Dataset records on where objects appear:
________________________

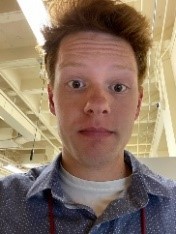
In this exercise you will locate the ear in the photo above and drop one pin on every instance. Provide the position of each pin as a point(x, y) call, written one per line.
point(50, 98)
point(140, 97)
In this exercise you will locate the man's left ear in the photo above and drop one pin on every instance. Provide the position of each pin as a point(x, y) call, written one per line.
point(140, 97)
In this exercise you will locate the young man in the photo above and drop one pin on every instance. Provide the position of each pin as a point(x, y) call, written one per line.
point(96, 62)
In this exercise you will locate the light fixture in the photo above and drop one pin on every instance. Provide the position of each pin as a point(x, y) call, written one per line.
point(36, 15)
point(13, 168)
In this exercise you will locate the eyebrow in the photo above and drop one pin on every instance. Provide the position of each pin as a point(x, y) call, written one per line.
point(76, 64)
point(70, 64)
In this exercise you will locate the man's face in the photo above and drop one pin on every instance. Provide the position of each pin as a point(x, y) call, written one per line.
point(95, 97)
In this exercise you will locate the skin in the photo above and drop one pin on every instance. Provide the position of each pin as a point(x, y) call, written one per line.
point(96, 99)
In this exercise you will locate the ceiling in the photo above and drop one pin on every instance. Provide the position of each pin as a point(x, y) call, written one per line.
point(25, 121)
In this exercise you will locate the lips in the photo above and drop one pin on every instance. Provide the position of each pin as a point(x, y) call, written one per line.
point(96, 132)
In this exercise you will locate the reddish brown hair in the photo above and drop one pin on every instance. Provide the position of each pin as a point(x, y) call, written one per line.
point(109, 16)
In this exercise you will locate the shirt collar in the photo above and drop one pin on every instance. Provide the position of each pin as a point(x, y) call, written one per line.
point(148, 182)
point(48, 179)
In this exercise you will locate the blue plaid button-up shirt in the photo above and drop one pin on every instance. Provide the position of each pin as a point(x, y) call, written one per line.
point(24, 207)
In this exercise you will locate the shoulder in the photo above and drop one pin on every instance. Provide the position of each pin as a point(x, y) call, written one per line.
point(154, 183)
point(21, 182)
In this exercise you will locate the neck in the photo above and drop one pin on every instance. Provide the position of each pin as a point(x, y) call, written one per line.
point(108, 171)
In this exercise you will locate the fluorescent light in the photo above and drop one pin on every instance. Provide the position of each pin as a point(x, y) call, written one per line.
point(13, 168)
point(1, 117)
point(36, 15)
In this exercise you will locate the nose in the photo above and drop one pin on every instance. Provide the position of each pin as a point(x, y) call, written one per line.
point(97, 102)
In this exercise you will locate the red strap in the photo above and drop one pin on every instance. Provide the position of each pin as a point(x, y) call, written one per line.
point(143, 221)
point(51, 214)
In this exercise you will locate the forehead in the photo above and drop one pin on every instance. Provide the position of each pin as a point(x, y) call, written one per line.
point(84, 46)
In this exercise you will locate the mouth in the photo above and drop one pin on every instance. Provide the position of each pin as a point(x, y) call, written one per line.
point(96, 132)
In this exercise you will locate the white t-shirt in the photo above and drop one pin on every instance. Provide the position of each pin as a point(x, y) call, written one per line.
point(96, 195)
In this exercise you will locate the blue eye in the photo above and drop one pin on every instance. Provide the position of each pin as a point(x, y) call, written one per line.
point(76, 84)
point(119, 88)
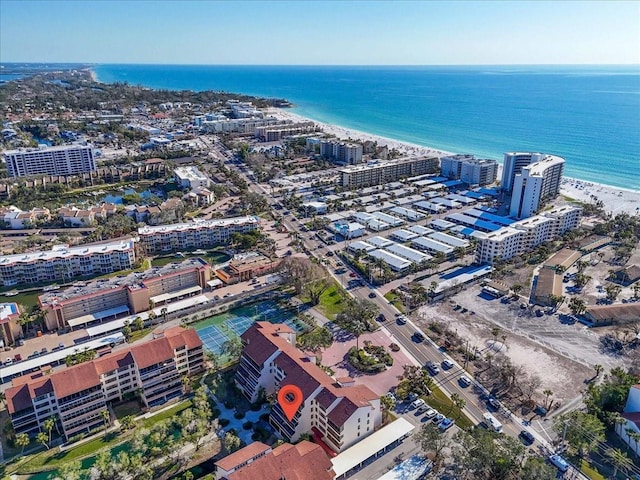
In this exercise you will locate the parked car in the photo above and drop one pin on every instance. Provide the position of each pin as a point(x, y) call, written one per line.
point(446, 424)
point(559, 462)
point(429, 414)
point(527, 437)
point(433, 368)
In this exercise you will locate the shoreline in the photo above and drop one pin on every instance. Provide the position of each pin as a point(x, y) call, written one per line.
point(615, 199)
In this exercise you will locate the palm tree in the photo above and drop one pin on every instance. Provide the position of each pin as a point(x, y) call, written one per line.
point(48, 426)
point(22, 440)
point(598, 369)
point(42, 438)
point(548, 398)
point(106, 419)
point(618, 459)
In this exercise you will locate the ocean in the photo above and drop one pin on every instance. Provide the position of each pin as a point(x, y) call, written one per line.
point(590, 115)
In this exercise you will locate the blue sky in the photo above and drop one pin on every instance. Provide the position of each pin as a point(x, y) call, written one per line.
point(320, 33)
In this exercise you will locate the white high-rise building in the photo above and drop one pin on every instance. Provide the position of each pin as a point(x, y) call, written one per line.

________________________

Rewrite the records above, replacing "drop one pin on every instance" with "mark every instance with one pin" and keeping everything else the same. Leave the pictures out.

In this exercise you will locate the ear in the photo above and mark every instance with one pin. Provide the position of each pin as a point(x, y) call, written one per line.
point(50, 98)
point(140, 97)
In this exercise you will locate the man's left ear in the photo above and mark every instance with one pin. Provide the position of each pin as a point(x, y) call, written one per line.
point(140, 97)
In this exercise you will locate the young man in the photo above and mark every instance with one pin. Provide the position of each pin as a point(x, y) call, written one per line.
point(96, 62)
In this exercise you will locate the light fixture in the photo above and mark every instance with one pin. Provide the position of each pin as a point(x, y) call, written one per line.
point(36, 15)
point(13, 168)
In this exercise you will locate the eyebrow in the photo above and mark every instance with one pin. Provide the position of each pin as a point(x, y) call, written one per line.
point(76, 64)
point(70, 64)
In this exercise you will locate the man's face in the photo above and mark every instance with one pin. Provide the position of each pin as a point(x, y) call, written one per line.
point(95, 97)
In this exercise you will locate the skin in the photo above and mark every instance with one pin. Provide the position of each pin as a point(x, y) call, written one per line.
point(96, 99)
In this exercise you will locate the ceiling in the photo above and mark every instance with one pin. Provide the position of each pin as a point(x, y) call, written one per line.
point(25, 121)
In this exercise you will locate the lips in the photo above and mark every instance with one pin. Provide the position of each pin as a point(x, y) call, written one per line.
point(96, 132)
In this exercise you will locate the reddish brown hair in the photo above and mark every instance with one pin. Provide the position of each pin as a point(x, y) call, written one per line.
point(109, 16)
In this exercise you will locate the shirt collar in the photo above and mark every instance with one pin. Provide the position of each pin as a point(x, y) call, written one per line.
point(148, 182)
point(48, 179)
In this exercise you will locate the blue plaid button-up shirt in the photo above and mark every instance with one pin. Provide the position of each pin as a point(x, y) call, written one per line.
point(24, 207)
In this exercise you will locate the shoulder in the photo above and mark every instance with one pin. Provide the position of each pin as a point(x, y) call, written one per line.
point(154, 183)
point(21, 182)
In this exercise you will locate the neck in the photo above and mark every instance with one pin. Provide the position of each pin as a point(x, y) call, written one per line.
point(108, 171)
In this exercise you will locate the fluorescent light in the photo above and mark every instance with one pin. Provide the position of each pin as a point(x, y) call, written one per line.
point(13, 168)
point(1, 117)
point(36, 15)
In this exercise you will locate the nose in the photo above and mark every instance with one pin. Provide the position of each pin as a point(x, y) call, written one per line.
point(97, 102)
In this exercise you will locate the red strap in the photo above and mark every instance with one pin. Provide the position of each pin as a point(x, y) call, written one per line.
point(143, 221)
point(51, 214)
In this exercise you will locate the forehead in the photo above and mark every instance with one pin. Provide the position of each pin as a point(x, y) call, written one per line.
point(84, 46)
In this exercise you will locate the mouth in the photo above and mark every instance with one pin. Provide the position of each pin as a point(x, y) call, written one per line.
point(96, 132)
In this exercise you will locate the white t-shirt in the photo above and mark every instance with one pin. Provide the position of each pin as a point(x, y) call, written one per line.
point(96, 195)
In this exercise you will locate the blue eye in the photo above and mark every instance with one pin. Provide the position of each pin as a point(x, y) call, written one per line.
point(76, 84)
point(119, 88)
In this exercise you will locate the parked car in the photo above and mark every instance with one pin. Provide the position of each pin as a point(x, y) call, written one per line.
point(446, 424)
point(559, 462)
point(429, 414)
point(527, 437)
point(433, 368)
In this exercise you will locate the shoreline in the photo above and mark every instance with one pin. Provide the position of each pin as a point(x, y) call, written one per line.
point(615, 199)
In this exercise you will locate the palm tree in the photo above and mark every instance with one pin. Provide the position of each pin as a point(x, y) call, written one per line.
point(48, 426)
point(22, 440)
point(598, 369)
point(42, 438)
point(548, 398)
point(106, 419)
point(618, 459)
In this exercise you will locate the ocean in the photo above and mark every instance with one pin. Provide the position of each pin as a point(x, y) call, written one per line.
point(590, 115)
In this exercise you will locate the blue sky in the photo above and mark every instance with one pin. Provide the position of each pin as a point(x, y) call, written one per line.
point(320, 33)
In this exercise you will locate the white high-rise building in the photo above and mark every instance with one pin. Provide the position of each pin as a point(x, y) call, written one per line.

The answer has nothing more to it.